[Records from a pointing dataset]
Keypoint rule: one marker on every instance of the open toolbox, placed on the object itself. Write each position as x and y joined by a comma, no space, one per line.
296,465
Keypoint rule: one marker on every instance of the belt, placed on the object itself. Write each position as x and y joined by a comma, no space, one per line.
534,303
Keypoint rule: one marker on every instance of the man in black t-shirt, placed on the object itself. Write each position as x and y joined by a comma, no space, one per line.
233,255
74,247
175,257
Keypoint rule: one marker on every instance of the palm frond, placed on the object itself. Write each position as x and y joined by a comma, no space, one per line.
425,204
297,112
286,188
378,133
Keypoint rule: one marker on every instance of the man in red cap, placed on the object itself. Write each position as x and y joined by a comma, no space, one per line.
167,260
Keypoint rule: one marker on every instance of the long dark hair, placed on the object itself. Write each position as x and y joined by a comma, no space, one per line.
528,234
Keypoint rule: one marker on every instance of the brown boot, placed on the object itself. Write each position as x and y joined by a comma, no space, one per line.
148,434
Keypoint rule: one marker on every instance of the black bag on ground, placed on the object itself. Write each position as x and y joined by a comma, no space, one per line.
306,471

TO BE DONE »
Transcribe every line of the entries above without altering any character.

ANSWER TO THE EXERCISE »
Keypoint rule: one marker on every instance of the open toolbox, placed on the object itself. Write each position as x and y joined by a comma, no space, one per line.
296,465
Keypoint rule: one marker on every instance of the belt, placed on the object itself. Write each position as x and y joined by a comma, no space, one per line.
534,303
Keypoint rule: one marker on every instance of the man in black t-shirt, placed on the object itself. Write each position as x and y joined by a comma, no space, one per line.
233,255
74,247
175,257
Keypoint rule: one marker on every instance of the palm frond, placed on the object itself. Write each position as x and y joined by a comma, no space, one per line.
425,204
297,112
286,188
378,133
Keypoint rule: one marker on every instance of the man in red cap, placed on the object itself. Write each position as x and y joined by a comma, no space, one per line.
167,260
Keypoint rule: one marker on every instance of the long dark hair, placed on the object itself. Write each position as x and y joined by a comma, no space, one per line.
528,234
Keypoint rule: one marker on every instance of the brown boot, placed on the object itself. Write each position as x and y joined by a comma, no space, one per line.
148,434
Keypoint rule: one marker on every instance of the black bag on ground, placed on the object itself. Write each position as x and y joined by a comma, no space, one per line.
306,471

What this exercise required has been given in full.